GIVEN REQUEST>
Output all lines exactly, with nothing added or dropped.

Stored data:
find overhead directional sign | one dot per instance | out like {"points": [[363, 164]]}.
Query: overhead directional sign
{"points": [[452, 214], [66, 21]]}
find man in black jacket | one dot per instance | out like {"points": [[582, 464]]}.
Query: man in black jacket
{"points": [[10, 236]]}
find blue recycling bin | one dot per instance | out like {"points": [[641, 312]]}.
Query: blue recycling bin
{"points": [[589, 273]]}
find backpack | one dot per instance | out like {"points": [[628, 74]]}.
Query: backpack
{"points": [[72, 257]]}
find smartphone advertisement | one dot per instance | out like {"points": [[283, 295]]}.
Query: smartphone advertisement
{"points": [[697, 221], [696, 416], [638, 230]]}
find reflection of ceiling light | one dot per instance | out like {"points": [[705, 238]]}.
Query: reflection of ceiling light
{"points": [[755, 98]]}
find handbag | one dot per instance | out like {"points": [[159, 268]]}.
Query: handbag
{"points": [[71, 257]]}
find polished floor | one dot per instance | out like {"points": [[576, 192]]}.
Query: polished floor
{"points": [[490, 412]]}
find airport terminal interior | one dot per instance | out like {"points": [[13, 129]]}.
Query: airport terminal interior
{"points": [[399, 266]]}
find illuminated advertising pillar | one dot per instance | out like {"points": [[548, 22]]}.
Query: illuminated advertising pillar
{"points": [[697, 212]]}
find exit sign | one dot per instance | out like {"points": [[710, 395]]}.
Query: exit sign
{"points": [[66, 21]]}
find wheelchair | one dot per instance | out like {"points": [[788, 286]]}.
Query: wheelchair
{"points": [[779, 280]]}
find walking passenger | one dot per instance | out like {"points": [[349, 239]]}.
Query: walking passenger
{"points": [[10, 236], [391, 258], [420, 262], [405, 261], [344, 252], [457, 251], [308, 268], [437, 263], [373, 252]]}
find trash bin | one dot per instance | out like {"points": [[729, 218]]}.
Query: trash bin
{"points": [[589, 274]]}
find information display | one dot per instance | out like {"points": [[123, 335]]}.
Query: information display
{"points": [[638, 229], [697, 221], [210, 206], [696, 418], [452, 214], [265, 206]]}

REPLY>
find overhead directional sign | one dot per instance | out like {"points": [[363, 164]]}.
Query: overhead directional sign
{"points": [[452, 214], [66, 21]]}
find man in black jacket | one dot per instance | out like {"points": [[582, 464]]}.
Query: man in black jacket
{"points": [[10, 236]]}
find blue recycling bin | one dot per instance | out like {"points": [[641, 312]]}.
Query: blue recycling bin
{"points": [[589, 273]]}
find backpack | one dot per instance | out like {"points": [[628, 74]]}.
Query: backpack
{"points": [[72, 257]]}
find smartphone advertisement | one dot per instance | out like {"points": [[283, 295]]}.
Query: smartphone advertisement
{"points": [[697, 221], [696, 416], [638, 230]]}
find reflection of ceiling light | one dot per instance | out like {"points": [[705, 238]]}.
Query: reflection of ceiling light
{"points": [[755, 98]]}
find handbag | one dot per instance | out like {"points": [[159, 268]]}.
Query: handbag
{"points": [[71, 257]]}
find polished floor | one dot per instance | out like {"points": [[576, 192]]}.
Query: polished floor
{"points": [[490, 412]]}
find airport terminal interior | one dot per instance | out like {"points": [[13, 129]]}.
Query: airport terminal interior
{"points": [[399, 266]]}
find illuminated advertising pillar | one dot per instance | out like {"points": [[548, 22]]}.
Query: illuminated advertising pillar
{"points": [[697, 212]]}
find exit sign | one dot per instance | out like {"points": [[710, 395]]}.
Query: exit sign
{"points": [[66, 21]]}
find wheelchair | one dot per instance | out like {"points": [[788, 286]]}.
Query: wheelchair
{"points": [[779, 280]]}
find walking passenger | one dot per instance | out like {"points": [[349, 239]]}.
Query: walking passenger
{"points": [[10, 236], [391, 258], [420, 262], [405, 261], [344, 252], [457, 251], [308, 268], [437, 263], [373, 252]]}
find trash bin | one dot per instance | out like {"points": [[729, 218]]}.
Query: trash bin
{"points": [[589, 274]]}
find information display | one dot per instance | out like {"points": [[123, 335]]}.
Query: information display
{"points": [[638, 229], [697, 221], [210, 206], [696, 418], [452, 214], [265, 206]]}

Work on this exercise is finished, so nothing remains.